# Provided data:
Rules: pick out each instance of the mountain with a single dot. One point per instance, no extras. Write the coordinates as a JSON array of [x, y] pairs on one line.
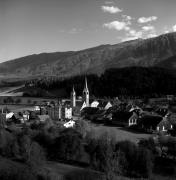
[[159, 51]]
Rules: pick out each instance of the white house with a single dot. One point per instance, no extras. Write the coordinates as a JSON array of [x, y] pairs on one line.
[[108, 105], [83, 106], [9, 115], [94, 104], [68, 113], [69, 124]]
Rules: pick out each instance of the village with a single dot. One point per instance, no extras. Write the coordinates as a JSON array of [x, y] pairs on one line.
[[152, 117]]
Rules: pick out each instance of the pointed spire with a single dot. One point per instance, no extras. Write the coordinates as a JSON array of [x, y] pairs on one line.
[[73, 89], [85, 86]]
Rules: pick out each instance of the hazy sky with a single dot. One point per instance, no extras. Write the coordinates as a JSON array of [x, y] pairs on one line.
[[35, 26]]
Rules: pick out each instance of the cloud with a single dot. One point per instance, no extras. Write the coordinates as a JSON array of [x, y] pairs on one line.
[[111, 9], [117, 25], [148, 28], [174, 28], [151, 35], [127, 18], [147, 19], [109, 2], [74, 31]]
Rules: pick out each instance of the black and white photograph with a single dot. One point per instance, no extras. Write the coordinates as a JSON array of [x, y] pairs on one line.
[[87, 89]]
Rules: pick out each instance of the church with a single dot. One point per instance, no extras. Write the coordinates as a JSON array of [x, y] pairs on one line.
[[82, 103]]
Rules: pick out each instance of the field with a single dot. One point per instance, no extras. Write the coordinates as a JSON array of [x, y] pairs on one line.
[[118, 133]]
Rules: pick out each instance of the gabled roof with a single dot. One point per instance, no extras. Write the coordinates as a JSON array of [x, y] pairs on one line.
[[43, 117], [166, 123], [150, 120]]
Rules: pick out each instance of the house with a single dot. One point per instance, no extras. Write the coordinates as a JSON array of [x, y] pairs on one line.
[[133, 119], [43, 118], [108, 105], [17, 118], [122, 118], [69, 124], [26, 115], [164, 125], [94, 104], [149, 122], [83, 106], [9, 115], [68, 112]]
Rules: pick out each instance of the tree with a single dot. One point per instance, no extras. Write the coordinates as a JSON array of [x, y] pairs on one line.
[[68, 146], [136, 161], [103, 157]]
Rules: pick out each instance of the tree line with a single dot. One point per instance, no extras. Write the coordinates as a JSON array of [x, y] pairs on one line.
[[131, 81], [109, 159]]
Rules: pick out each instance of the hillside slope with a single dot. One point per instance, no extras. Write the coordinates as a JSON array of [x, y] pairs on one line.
[[150, 52]]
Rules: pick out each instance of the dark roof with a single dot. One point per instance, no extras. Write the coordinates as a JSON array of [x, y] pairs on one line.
[[122, 116], [150, 120], [165, 123]]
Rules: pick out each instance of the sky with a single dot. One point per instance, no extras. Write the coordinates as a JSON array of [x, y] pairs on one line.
[[35, 26]]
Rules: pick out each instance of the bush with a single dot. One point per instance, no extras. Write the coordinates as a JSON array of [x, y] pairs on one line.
[[68, 146], [134, 161]]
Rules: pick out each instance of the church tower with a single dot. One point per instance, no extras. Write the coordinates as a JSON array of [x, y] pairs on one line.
[[73, 98], [86, 93]]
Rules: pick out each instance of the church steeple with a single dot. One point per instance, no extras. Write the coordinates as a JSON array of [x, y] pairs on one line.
[[86, 93], [73, 97]]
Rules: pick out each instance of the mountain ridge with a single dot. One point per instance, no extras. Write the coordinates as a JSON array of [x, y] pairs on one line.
[[141, 52]]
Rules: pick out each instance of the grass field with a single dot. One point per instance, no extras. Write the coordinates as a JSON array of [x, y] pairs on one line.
[[118, 133]]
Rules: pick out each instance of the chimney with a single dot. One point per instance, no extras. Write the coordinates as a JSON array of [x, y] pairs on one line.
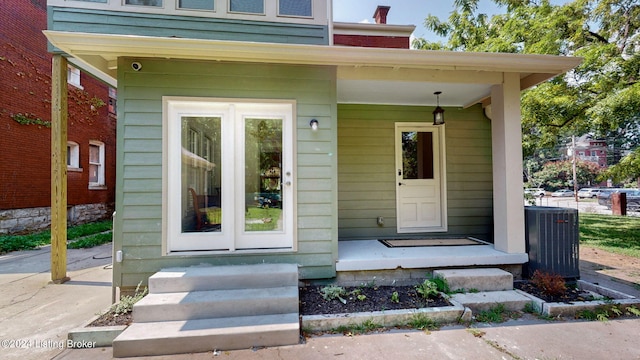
[[381, 14]]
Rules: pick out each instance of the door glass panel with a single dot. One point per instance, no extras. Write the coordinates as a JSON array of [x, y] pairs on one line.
[[201, 174], [417, 155], [262, 173]]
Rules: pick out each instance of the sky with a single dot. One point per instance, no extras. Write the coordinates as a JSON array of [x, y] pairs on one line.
[[407, 12], [403, 12]]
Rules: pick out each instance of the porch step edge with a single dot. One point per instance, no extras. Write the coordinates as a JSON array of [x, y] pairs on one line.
[[482, 279], [482, 301], [216, 304], [192, 336], [202, 278]]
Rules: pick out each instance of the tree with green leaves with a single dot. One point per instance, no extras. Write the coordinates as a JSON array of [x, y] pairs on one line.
[[601, 96], [559, 174]]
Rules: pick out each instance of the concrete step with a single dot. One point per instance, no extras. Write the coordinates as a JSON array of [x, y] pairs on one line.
[[484, 279], [216, 304], [223, 278], [482, 301], [190, 336]]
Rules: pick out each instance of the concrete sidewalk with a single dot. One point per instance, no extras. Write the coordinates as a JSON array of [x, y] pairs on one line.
[[41, 314], [516, 339], [36, 316]]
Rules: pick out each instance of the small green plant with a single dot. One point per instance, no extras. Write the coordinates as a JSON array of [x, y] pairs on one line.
[[367, 326], [427, 289], [632, 310], [332, 292], [30, 119], [395, 297], [441, 284], [31, 241], [125, 305], [586, 314], [423, 322], [91, 241], [548, 283], [476, 332]]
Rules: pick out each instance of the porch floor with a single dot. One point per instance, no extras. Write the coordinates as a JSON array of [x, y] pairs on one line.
[[362, 255]]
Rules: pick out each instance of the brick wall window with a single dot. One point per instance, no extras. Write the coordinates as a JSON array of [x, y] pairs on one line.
[[73, 155], [96, 164]]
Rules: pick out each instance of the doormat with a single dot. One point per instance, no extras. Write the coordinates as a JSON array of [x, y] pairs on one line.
[[431, 242]]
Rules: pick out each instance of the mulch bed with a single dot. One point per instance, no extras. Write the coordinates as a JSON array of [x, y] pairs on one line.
[[572, 294], [376, 298]]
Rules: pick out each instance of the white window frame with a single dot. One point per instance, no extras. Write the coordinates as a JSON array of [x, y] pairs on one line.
[[101, 182], [310, 16], [264, 9], [231, 239], [73, 76], [73, 156]]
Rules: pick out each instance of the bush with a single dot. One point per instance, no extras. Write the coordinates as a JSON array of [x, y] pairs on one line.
[[548, 283]]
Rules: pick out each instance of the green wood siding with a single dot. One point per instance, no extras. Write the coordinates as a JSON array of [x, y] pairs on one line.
[[124, 23], [366, 170], [138, 226]]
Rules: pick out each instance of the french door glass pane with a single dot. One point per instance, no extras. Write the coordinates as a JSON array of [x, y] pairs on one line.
[[417, 155], [144, 2], [201, 174], [248, 6], [197, 4], [263, 178]]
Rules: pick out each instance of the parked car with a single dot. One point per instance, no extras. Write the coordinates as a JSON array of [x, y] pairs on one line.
[[562, 193], [537, 192], [633, 198], [588, 193]]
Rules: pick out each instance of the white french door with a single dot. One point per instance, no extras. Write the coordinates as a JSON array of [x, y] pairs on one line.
[[229, 181], [420, 178]]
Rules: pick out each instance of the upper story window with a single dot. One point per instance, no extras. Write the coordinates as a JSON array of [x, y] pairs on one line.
[[300, 8], [247, 6], [73, 76], [96, 164], [197, 4], [157, 3]]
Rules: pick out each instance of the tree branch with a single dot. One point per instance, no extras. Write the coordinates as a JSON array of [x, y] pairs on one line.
[[598, 37]]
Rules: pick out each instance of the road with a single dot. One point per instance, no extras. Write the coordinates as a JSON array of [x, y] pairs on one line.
[[583, 205]]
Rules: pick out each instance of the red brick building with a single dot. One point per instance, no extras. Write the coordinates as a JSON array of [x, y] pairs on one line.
[[380, 34], [25, 114]]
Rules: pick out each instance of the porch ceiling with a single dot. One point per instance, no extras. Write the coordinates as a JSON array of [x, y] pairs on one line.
[[364, 75]]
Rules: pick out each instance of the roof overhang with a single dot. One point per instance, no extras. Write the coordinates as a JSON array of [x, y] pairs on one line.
[[364, 75]]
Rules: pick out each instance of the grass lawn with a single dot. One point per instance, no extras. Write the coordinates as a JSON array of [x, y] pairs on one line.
[[80, 236], [617, 234]]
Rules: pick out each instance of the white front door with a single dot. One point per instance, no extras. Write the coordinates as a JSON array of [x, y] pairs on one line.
[[420, 184], [229, 179]]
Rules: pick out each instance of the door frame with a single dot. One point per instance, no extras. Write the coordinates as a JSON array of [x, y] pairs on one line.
[[438, 132], [227, 239]]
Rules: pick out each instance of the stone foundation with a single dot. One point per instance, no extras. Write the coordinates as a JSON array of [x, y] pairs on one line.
[[16, 221]]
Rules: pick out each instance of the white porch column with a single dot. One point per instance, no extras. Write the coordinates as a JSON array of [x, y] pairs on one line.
[[506, 134]]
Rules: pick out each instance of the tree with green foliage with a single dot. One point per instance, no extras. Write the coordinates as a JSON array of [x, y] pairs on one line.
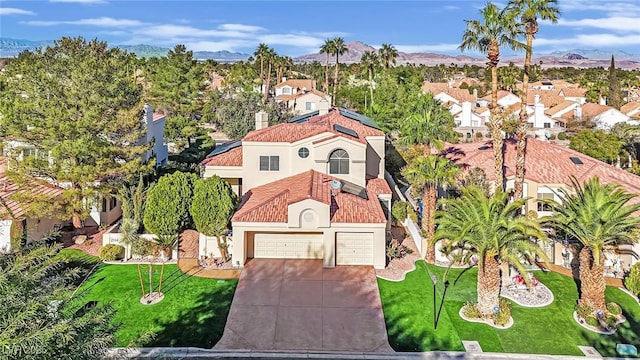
[[528, 12], [598, 144], [598, 216], [427, 174], [493, 229], [388, 54], [74, 103], [177, 81], [214, 203], [41, 316], [168, 201], [498, 28], [236, 115], [615, 90]]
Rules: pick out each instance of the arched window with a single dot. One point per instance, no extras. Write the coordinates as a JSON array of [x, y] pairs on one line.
[[339, 162]]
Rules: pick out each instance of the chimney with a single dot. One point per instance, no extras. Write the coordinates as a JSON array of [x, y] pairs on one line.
[[323, 107], [465, 120], [262, 120]]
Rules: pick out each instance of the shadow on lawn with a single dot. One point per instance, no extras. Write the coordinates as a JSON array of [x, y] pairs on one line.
[[201, 325]]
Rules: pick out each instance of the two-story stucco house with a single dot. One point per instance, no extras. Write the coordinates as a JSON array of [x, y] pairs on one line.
[[312, 188], [549, 167]]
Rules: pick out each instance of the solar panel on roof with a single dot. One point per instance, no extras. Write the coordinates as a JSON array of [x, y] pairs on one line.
[[576, 160], [225, 147], [353, 189], [345, 130]]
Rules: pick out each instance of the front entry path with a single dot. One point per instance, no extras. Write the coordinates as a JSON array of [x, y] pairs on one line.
[[299, 305]]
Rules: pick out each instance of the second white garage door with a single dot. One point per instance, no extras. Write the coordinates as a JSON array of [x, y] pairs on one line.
[[354, 248], [288, 246]]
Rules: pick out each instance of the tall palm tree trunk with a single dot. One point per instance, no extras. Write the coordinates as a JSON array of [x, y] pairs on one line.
[[488, 285], [335, 82], [429, 210], [592, 283], [521, 144]]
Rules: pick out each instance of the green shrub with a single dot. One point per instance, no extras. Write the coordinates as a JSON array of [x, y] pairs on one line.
[[470, 311], [111, 252], [593, 321], [504, 315], [632, 280], [614, 309], [584, 311], [399, 210]]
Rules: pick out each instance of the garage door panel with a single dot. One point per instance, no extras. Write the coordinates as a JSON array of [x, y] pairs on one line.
[[354, 248], [288, 246]]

# Problem to solve:
The line containing "Rules: pick out each instance of the second" and every line after it, up to and including the last line of the records, should be reproduced exactly, with nothing else.

# Answer to this task:
Rules: pick out each instance of the second white garage door with a single dot. One point per instance, no extras. Write the coordinates as a JSON array of [x, y] pairs on one line.
[[354, 248], [288, 246]]
Rules: pick out each instance of the tall palm tree trunk with a single dot. One point per instance, no extras. Write the coordinates as a JSON array of [x, y] pairs on one line.
[[488, 285], [335, 82], [429, 210], [592, 283], [521, 144]]
Rules: pick out each instance of the green shrub with a single dot. One point per instance, no extras. Write the coordinates as a JSON array of [x, y] pairs on one line.
[[470, 311], [111, 252], [593, 321], [504, 315], [632, 280], [614, 309], [584, 311], [399, 210]]
Rules: pick out each instance of the garage door panel with a single dot. One point per instance, no extras. Write the coordinates as a JSON array of [x, y] pairs on one line.
[[354, 248], [288, 246]]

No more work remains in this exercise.